┌─ DATA SUPPLIED

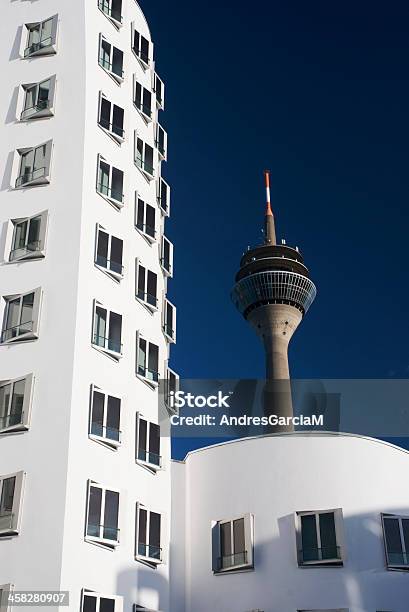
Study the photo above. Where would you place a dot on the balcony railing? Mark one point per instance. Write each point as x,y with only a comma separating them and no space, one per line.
18,330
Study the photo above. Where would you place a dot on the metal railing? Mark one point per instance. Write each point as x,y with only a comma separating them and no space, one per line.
16,331
29,177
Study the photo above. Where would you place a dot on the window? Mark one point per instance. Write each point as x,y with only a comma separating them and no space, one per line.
11,488
102,516
21,317
28,239
144,157
34,165
146,285
15,403
38,99
111,118
147,359
110,183
166,258
143,100
113,10
108,253
169,320
148,535
318,537
396,537
148,442
107,331
161,142
111,59
145,219
105,417
41,37
159,89
233,544
142,49
163,196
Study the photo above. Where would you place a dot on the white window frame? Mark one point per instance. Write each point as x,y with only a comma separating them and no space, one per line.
162,185
117,599
338,521
248,563
13,255
145,461
30,334
143,300
116,275
38,176
142,230
118,78
26,408
140,158
37,49
118,204
10,523
153,561
167,271
111,443
100,539
117,355
405,553
38,111
171,337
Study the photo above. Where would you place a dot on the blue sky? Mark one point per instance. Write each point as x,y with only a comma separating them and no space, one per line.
318,93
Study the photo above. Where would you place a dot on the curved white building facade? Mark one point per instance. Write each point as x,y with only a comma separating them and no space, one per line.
307,523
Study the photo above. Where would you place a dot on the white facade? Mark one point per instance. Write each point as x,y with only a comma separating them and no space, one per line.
271,479
59,444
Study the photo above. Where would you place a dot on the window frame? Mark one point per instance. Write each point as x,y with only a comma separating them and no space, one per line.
31,334
24,423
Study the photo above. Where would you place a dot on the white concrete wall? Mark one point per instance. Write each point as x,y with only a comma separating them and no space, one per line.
273,477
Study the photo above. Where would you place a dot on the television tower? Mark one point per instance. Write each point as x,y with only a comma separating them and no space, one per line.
273,291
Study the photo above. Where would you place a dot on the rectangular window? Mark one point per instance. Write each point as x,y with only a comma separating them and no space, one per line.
145,218
111,59
103,514
396,537
11,487
15,403
113,10
34,166
21,317
111,118
105,417
169,320
163,196
41,37
147,365
107,332
166,256
144,157
159,89
38,99
143,100
233,544
161,142
319,538
148,442
148,532
109,253
146,285
110,183
142,49
28,240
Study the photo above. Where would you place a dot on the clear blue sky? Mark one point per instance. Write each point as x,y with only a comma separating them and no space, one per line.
318,93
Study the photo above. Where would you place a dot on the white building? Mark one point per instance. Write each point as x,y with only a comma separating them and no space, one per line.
84,477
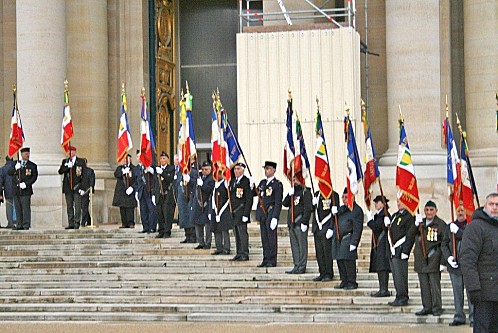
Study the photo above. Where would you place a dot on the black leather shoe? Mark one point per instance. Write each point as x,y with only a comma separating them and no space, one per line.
423,312
457,323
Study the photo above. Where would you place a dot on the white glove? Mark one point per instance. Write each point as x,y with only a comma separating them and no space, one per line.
454,228
273,223
418,219
329,234
452,262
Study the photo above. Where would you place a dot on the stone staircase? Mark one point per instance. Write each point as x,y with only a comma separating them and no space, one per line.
110,274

└─

### EXERCISE REQUIREMENTS:
Every entry above should be written out again verbatim, with no pictures included.

### OUTPUT FOR THIS EXERCISE:
Study the photo above. Where would you place a dot on the balcony railing? Mark one point per instance. Write each point as x,y with only a comma separating them and no space, one per line.
18,330
Study the photo above. Where would you place a dot on the metal railing? Mark one point per instance. Write each point as x,y with only a comma separating them and no space, one per line.
16,331
29,177
Study the photo above. Where would you place a dot on the window? Mark one point per instance. Write each point as x,y with only a comma separating them and no space, one per line.
11,488
102,516
21,317
28,239
144,157
34,165
146,285
15,403
38,99
111,118
147,359
110,183
166,258
143,100
113,10
108,253
169,320
148,535
318,537
396,537
148,442
107,331
161,142
111,59
145,219
105,417
41,37
159,89
233,544
142,49
163,196
Study the photo above. Where would you place a dot on the white window frame? Mark one point per instance. Write each point as x,y with only a comma separating them and no space, one per line.
162,185
117,599
338,521
248,563
13,255
145,461
30,334
143,300
116,275
38,176
142,230
118,78
26,408
140,158
37,49
118,204
10,523
153,561
167,271
111,443
100,539
117,355
405,553
38,111
171,337
Study the photo above. Where would you place a dot on the blue sky? Mark one point per instance. Write each point as x,y with only a comma separating them and no space, one per line.
318,93
Study the photo above. Where would you place a dot on the curved white building facade? Mark one point per instance. Write each point as x,y with only a comma separating them and no space, one per line.
307,523
Study the photo above. Where would you place a dot on the white facade? Mark one point per instance. Write each point as x,y with only a comma separating them and no space, one per line.
271,479
59,444
Study the photo above. Where would you place a dot on the window frame? Mark one point per instance. Write each point as x,y with only a comma separating them and no space, one per line.
31,334
24,423
Study the photo above. Where would you place a dot on the white concrete wall? Mark one point per instance. Write each point as x,y with only a comma separating them and no space, one per line.
273,477
Study the photo above. Where would you place a dot on the television tower? Mark one point per instance. Write each point as x,y with only a comma separating them and no space, one per line.
273,291
Study the photo above. Where would you place a dot on the rectangular window? Mark one point per instance. Write each point as x,y with only a comma separating them and no space, one per line.
145,218
111,59
103,514
396,537
11,487
15,403
113,10
34,166
21,317
111,118
105,417
169,320
163,196
41,37
147,365
107,332
166,256
144,157
159,89
38,99
143,100
233,544
161,142
319,538
148,442
148,532
109,253
146,285
110,183
142,49
28,240
Study the photo above. Where would you place a dot on the clear blue sky? Mark one point per instance. Write each point as x,y with only a comma separating them and no space, one per line.
318,93
Study the photo above. Where would you place a dot on the white building? Mark one point per instance. Write each point as x,y with only a comma separating them and no space, one per line.
84,477
Study the photo above. Where would you place a dot on the black leather shoe? Mark one point per instance. Write each point as x,y with only a comma separating them and no space, one per line.
423,312
457,323
Study the photo above. Where would you place a dot on the white glove? Mark one point per instance. Write each point as x,y with only a comma separating them and no space, one per line.
454,228
273,223
418,219
329,234
452,262
Study the photo above. Where would you place a dot on the stone staircase? Mark one point per instance. Write each point as x,y with only a comma separating them and no space, one per line.
110,274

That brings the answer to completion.